* STATED TASK A
Can you repeat the passage from the post about TFS on Azure, starting with "It’s been a" and going on through "past several months."?

== DOCUMENT EXTRACT

It’s been a while since I last talked about our work on TFS on Azure and I’ve been feeling like it’s time to give some kind of an update.  We made a bunch of new ALM announcements about our ALM roadmap at TechEd and we didn’t say too much about hosted TFS, so you may be wondering what we’ve been up to.

We’ve continued to work hard on it along with the rest of our V.Next work.  As you’ll recall, our initial port to Azure was pretty quick and easy.  Azure – the technology stack isn’t all that different from the standard Microsoft on premises stack so it’s not all that hard.  The hard part is all the work after getting the app up and running to really make it an internet scale, cost effective, manageable service.  That’s what we’ve been working on for the past several months.

The big news, in my book, is that, technically speaking, TFS on Azure is up and running now.  We deployed it in mid-April and have been operating it since.  It’s not yet publicly available – we have a roadmap for gradually increasing the scope of people using it.  And it’s not done, for instance, we haven’t hooked up any billing infrastructure to it so we’ve still got a ways to go before anyone could call it “released”.  But the reason I say it is “up and running” is that we’ve deployed an instance in one Azure data center and it will stay up “forever”.  From here on out, we will treat it like a cloud service – updating it every few months, never losing any data and rarely having any service disruption.

At the moment, we have about 100 accounts and about 200 users on the running TFS instance.  Most of the users are people on my team but a handful – about 15 accounts, are the earliest wave of TAP customers (early – pre-“Beta” adopters”.  It’s a small start, but we have a plan to increase adoption every month as we continue to build out the infrastructure and user experience.  Expect to hear more later this year about increasing availability.  For now, I’m not able to make accounts available to people who want to try it – we’ve already got a backlog of hundreds of customers who want to join the TAP program and we’ll be working through that list.  Once we’ve got some good experience operating the service with a decent load of projects and users, we’ll begin to open it up for more public access.  Stay tuned.

====
== DATA SUPPLIED

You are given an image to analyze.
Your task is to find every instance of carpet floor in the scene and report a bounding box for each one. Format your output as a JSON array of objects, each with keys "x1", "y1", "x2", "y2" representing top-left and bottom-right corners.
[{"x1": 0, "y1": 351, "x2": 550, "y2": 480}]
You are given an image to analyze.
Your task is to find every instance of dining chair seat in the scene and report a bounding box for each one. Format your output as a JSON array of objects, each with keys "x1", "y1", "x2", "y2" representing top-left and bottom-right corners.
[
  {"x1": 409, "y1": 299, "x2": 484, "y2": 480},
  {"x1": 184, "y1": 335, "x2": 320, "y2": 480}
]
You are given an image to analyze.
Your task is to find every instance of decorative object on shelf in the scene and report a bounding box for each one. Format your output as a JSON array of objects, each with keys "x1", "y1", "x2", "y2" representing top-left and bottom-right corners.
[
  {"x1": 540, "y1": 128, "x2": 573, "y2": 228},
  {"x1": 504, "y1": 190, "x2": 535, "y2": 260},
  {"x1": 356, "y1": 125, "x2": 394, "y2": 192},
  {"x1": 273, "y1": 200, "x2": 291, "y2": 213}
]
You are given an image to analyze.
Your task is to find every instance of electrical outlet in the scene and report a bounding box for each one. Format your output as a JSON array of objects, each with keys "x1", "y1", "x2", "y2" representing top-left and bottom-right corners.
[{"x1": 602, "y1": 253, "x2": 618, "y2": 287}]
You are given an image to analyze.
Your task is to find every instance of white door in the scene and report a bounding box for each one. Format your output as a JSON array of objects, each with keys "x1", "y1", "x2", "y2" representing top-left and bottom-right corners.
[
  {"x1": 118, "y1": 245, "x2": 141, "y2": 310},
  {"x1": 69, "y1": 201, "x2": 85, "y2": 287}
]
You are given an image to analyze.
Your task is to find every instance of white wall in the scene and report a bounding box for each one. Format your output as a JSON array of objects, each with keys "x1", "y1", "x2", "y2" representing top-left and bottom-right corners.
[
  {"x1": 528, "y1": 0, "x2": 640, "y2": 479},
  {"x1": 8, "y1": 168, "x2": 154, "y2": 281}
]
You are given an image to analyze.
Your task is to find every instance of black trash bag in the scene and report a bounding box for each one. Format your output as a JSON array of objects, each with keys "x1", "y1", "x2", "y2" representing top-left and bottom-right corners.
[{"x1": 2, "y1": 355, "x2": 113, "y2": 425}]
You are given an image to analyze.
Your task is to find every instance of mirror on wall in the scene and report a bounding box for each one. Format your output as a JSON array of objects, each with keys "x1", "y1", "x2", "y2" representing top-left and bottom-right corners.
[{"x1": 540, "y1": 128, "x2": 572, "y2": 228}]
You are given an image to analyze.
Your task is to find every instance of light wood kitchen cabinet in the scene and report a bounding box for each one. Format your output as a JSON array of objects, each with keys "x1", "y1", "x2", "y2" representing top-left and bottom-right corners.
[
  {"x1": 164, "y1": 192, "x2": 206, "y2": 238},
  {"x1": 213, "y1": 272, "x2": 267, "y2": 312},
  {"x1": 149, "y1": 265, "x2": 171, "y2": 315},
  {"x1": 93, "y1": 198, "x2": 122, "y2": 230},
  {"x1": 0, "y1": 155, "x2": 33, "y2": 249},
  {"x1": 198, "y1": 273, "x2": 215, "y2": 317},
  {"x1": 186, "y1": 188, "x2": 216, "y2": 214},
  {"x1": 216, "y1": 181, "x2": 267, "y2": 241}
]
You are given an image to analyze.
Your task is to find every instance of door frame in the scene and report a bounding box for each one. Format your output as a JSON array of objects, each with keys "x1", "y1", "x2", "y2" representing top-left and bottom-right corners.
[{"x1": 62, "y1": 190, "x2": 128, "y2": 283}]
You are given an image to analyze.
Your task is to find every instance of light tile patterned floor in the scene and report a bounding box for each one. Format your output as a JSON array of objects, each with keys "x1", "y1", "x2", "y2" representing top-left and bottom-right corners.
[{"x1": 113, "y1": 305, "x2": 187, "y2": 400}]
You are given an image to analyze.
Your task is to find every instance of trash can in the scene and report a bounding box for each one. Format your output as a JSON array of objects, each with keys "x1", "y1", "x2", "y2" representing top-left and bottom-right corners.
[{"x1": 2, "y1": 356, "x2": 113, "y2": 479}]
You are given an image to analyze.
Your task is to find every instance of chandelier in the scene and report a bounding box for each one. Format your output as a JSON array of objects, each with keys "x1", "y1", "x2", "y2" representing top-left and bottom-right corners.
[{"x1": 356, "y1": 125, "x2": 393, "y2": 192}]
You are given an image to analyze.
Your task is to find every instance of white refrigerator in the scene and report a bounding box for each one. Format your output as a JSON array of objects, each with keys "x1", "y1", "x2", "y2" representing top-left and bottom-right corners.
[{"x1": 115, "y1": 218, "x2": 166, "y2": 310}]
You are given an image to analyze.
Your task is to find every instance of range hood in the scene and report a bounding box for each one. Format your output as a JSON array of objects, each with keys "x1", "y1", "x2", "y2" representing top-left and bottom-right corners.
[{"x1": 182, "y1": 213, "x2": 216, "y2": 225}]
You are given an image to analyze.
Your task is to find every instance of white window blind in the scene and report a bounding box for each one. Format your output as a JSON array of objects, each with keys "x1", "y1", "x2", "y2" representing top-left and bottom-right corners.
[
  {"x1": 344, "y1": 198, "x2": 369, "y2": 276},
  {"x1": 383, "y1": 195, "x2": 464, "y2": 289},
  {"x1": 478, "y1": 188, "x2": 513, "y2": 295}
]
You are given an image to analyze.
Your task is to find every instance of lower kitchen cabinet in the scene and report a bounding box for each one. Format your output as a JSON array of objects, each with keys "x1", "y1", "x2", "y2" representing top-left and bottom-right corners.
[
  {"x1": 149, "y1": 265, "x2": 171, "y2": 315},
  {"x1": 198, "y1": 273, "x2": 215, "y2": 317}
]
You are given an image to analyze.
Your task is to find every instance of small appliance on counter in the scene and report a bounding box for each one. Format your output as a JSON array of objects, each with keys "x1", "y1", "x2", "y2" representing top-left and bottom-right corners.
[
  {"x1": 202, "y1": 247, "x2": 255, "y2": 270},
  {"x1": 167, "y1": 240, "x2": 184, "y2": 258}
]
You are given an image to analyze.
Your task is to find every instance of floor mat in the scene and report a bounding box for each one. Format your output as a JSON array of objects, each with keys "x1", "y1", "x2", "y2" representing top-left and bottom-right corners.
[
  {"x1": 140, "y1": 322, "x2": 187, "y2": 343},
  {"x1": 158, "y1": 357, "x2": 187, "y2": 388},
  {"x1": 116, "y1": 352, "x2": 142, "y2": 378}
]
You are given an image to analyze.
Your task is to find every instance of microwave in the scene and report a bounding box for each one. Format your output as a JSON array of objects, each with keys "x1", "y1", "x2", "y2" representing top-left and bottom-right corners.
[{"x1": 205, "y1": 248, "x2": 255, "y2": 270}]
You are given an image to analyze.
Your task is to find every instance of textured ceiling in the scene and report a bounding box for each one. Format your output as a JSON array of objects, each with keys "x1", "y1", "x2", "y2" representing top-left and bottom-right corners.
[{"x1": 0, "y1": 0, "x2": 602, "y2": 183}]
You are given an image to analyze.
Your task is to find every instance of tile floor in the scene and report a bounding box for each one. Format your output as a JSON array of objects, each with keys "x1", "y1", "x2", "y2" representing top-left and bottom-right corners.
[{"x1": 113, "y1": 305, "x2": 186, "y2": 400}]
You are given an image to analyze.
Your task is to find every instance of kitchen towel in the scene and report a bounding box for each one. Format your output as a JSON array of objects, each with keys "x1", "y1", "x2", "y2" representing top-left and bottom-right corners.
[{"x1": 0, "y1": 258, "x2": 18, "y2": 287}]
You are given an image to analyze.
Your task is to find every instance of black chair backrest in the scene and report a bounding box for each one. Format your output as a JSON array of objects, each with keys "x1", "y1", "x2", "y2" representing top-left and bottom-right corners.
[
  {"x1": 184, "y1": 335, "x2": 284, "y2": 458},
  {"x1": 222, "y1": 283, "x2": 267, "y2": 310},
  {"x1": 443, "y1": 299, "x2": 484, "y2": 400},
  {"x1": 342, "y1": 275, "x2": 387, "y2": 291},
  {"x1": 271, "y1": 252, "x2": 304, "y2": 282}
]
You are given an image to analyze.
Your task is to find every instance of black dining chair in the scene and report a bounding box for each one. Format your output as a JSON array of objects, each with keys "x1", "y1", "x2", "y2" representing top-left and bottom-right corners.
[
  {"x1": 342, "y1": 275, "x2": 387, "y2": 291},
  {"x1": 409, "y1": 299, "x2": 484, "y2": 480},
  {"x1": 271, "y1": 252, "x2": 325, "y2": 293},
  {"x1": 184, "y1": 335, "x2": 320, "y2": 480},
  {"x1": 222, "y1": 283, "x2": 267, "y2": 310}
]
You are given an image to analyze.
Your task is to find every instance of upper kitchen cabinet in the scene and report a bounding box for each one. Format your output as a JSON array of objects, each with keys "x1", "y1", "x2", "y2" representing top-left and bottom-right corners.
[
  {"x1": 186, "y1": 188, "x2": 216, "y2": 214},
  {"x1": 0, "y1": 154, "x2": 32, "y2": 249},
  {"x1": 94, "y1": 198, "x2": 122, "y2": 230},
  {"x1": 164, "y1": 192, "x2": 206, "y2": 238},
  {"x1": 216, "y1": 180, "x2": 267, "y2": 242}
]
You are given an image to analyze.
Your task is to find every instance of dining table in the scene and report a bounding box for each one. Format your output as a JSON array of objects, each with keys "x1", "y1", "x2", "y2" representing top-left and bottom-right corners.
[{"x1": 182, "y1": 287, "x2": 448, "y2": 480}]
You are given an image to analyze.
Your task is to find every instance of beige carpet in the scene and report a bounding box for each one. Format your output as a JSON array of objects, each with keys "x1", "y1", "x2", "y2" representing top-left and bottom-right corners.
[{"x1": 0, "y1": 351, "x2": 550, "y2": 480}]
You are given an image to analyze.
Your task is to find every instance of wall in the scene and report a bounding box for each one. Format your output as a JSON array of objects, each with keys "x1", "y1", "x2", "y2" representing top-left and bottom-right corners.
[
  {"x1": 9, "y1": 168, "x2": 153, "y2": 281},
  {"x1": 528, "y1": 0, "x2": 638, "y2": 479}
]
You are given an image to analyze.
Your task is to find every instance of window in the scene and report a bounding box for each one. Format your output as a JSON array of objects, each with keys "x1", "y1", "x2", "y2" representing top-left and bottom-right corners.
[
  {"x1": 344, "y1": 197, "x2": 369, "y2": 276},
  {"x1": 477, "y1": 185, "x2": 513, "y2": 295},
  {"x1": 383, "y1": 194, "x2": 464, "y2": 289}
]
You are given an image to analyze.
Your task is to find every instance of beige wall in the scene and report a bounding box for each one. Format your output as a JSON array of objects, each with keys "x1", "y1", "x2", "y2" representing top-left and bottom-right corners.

====

* STATED TASK B
Can you reproduce the lines of the records from their very start through the line that contains "Your task is to find every instance of carpet"?

* CORRECT ANSWER A
It’s been a while since I last talked about our work on TFS on Azure and I’ve been feeling like it’s time to give some kind of an update.  We made a bunch of new ALM announcements about our ALM roadmap at TechEd and we didn’t say too much about hosted TFS, so you may be wondering what we’ve been up to.

We’ve continued to work hard on it along with the rest of our V.Next work.  As you’ll recall, our initial port to Azure was pretty quick and easy.  Azure – the technology stack isn’t all that different from the standard Microsoft on premises stack so it’s not all that hard.  The hard part is all the work after getting the app up and running to really make it an internet scale, cost effective, manageable service.  That’s what we’ve been working on for the past several months.

* CORRECT ANSWER B
You are given an image to analyze.
Your task is to find every instance of carpet floor in the scene and report a bounding box for each one. Format your output as a JSON array of objects, each with keys "x1", "y1", "x2", "y2" representing top-left and bottom-right corners.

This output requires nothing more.